**Data:**
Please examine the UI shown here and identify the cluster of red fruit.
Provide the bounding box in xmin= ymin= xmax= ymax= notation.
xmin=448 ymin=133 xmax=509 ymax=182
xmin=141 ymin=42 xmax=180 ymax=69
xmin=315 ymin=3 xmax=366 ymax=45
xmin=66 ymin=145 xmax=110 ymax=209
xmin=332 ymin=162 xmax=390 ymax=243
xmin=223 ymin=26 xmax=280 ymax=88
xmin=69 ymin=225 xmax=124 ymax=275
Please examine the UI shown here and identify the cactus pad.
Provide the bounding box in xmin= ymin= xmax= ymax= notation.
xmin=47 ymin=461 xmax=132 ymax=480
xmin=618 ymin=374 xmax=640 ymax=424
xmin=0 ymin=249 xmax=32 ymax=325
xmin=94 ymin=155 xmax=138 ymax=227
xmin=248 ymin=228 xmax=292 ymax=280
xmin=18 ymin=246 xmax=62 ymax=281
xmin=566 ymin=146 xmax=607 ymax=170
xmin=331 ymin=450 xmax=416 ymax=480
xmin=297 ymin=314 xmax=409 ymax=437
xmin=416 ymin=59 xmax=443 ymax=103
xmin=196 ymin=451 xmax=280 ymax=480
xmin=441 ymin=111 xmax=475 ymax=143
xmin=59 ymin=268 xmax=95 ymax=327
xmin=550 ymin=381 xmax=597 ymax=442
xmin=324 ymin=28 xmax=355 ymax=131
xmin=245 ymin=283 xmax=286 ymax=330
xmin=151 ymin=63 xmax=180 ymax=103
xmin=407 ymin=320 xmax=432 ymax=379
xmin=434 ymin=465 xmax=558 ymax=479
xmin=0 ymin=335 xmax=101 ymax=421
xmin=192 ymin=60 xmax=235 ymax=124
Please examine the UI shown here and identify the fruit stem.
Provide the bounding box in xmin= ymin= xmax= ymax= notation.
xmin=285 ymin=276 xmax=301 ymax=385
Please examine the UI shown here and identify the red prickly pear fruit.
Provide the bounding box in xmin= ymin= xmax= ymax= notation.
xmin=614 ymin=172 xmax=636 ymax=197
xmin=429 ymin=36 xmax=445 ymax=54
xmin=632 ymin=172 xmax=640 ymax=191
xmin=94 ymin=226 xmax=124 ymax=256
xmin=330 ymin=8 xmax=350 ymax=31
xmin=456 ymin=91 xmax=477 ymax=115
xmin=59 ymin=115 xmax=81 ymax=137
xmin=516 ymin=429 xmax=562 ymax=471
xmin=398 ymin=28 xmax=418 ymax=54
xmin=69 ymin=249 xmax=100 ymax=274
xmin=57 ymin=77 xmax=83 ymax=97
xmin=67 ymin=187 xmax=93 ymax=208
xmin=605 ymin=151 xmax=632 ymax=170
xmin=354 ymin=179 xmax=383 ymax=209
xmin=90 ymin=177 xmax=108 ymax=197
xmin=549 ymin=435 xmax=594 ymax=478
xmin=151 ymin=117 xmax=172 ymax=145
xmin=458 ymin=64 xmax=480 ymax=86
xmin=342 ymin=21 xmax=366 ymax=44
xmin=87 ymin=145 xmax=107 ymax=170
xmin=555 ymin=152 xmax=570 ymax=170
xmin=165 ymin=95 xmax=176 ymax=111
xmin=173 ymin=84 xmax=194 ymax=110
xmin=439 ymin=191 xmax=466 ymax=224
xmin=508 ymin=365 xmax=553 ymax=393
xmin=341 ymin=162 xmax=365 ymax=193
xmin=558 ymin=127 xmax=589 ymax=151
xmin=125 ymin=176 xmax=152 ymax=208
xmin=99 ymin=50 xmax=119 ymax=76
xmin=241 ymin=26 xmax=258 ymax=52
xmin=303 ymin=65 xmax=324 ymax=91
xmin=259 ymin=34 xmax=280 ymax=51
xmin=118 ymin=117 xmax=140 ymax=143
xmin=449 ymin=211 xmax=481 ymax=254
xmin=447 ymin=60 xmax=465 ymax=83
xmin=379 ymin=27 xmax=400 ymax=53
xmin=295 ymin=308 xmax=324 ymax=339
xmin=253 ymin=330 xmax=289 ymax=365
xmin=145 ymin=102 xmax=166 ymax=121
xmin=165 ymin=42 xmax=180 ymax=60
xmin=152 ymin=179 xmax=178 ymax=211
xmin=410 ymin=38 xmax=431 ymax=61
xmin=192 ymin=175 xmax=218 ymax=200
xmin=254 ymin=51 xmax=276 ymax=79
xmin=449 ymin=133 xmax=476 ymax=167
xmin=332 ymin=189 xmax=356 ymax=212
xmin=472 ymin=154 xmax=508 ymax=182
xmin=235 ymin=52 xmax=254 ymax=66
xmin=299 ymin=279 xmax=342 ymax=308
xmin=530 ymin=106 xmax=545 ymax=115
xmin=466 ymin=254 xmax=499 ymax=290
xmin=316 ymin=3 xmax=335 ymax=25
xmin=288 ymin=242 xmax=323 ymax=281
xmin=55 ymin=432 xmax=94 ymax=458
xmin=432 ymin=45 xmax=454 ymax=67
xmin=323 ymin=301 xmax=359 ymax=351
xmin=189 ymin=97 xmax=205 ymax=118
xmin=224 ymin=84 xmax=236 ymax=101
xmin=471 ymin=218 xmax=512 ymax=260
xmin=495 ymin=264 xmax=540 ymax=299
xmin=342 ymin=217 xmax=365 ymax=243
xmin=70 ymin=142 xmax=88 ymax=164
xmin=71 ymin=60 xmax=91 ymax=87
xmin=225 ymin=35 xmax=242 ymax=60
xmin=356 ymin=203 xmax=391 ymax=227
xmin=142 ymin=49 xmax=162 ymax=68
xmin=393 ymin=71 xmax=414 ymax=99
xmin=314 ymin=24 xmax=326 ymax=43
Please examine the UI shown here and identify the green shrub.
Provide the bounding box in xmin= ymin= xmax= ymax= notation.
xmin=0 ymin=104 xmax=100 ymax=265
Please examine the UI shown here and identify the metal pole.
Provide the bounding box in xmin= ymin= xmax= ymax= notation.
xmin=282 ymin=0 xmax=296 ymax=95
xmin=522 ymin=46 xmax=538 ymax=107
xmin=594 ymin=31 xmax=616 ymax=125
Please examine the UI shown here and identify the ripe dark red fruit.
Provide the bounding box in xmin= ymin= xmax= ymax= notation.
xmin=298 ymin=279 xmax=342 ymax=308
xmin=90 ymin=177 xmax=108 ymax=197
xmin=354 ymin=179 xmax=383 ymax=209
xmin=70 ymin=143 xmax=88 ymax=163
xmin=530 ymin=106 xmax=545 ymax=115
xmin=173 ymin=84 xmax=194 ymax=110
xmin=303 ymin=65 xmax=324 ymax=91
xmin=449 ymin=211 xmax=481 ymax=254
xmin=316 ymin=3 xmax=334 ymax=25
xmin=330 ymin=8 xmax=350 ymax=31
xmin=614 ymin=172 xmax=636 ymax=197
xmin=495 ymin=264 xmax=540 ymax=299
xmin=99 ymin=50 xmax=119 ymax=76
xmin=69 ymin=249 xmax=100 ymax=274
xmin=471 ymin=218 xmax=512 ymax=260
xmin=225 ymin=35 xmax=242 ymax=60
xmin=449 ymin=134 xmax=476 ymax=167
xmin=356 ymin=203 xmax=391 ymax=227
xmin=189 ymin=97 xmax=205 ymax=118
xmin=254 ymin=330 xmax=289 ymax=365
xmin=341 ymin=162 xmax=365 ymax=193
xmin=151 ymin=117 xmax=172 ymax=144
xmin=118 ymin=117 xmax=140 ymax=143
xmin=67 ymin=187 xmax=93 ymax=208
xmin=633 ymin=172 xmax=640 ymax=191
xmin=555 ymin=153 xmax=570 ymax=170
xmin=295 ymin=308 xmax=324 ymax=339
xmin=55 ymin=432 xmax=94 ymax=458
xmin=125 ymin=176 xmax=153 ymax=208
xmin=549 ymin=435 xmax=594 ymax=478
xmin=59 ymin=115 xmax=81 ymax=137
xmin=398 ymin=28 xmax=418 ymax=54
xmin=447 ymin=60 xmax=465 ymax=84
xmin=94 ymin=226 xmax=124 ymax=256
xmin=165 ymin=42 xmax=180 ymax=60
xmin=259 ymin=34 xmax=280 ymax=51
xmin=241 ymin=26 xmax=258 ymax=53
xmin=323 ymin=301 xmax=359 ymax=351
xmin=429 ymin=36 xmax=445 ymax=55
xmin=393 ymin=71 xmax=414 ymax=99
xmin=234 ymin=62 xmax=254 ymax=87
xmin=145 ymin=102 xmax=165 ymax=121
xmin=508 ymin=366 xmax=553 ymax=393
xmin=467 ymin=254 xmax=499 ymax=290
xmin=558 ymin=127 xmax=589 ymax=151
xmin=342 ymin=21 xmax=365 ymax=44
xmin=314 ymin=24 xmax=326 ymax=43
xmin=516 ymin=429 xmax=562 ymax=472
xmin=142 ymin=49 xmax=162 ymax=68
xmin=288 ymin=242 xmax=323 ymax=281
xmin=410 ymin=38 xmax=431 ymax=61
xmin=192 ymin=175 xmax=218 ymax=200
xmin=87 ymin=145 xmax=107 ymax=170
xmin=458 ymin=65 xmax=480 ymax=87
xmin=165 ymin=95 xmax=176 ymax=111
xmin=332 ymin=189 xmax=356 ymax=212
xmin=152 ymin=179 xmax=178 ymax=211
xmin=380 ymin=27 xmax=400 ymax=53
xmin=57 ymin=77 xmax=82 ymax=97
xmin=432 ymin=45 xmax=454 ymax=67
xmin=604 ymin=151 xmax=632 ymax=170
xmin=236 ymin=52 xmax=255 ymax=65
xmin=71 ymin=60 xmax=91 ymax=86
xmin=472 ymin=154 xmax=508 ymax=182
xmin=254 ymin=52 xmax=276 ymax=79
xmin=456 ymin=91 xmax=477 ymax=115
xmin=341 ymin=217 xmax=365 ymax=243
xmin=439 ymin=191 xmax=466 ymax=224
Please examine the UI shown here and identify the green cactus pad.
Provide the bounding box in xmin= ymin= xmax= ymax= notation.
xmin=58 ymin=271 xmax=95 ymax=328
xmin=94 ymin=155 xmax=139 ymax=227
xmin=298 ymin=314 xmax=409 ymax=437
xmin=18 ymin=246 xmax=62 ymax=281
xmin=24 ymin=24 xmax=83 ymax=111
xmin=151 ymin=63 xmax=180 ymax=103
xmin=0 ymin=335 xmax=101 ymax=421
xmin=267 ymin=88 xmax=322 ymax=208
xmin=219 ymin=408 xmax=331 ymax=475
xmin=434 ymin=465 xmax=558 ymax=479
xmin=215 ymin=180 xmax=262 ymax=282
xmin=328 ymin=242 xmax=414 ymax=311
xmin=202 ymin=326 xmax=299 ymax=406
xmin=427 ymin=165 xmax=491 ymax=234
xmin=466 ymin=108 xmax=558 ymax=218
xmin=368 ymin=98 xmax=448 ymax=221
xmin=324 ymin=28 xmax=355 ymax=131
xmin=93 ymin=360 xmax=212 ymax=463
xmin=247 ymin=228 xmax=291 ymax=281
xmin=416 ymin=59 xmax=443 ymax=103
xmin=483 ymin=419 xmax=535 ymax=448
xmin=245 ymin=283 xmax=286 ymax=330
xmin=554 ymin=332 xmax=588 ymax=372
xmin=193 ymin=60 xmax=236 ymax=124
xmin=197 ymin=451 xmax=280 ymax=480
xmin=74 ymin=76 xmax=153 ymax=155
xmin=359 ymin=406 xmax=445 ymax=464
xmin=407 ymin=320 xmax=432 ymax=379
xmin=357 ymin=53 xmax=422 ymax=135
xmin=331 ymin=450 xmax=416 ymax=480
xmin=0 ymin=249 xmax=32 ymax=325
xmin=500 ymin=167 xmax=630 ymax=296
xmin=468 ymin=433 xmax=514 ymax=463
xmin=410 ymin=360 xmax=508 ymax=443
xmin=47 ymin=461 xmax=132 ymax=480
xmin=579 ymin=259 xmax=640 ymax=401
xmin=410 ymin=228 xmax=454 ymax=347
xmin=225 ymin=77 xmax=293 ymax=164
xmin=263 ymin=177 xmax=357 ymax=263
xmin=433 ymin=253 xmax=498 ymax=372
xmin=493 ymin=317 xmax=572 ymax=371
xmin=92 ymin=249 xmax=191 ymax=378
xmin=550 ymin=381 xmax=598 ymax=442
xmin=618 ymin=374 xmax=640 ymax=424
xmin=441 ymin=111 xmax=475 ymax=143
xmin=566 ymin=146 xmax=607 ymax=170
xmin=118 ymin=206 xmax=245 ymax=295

**Your objective:**
From the first line of the data above to the line containing "Please examine the UI shown here and identify the cactus", repeat everything exactly and add nothing.

**Task result:**
Please examine the UI shown here and identify the cluster of red fruit.
Provide the bounding box in xmin= ymin= xmax= ymax= notation.
xmin=448 ymin=133 xmax=509 ymax=182
xmin=141 ymin=42 xmax=180 ymax=69
xmin=315 ymin=3 xmax=366 ymax=45
xmin=66 ymin=145 xmax=110 ymax=209
xmin=332 ymin=162 xmax=390 ymax=243
xmin=223 ymin=26 xmax=280 ymax=88
xmin=69 ymin=225 xmax=124 ymax=275
Please examine the UI shown here and identify the cactus pad.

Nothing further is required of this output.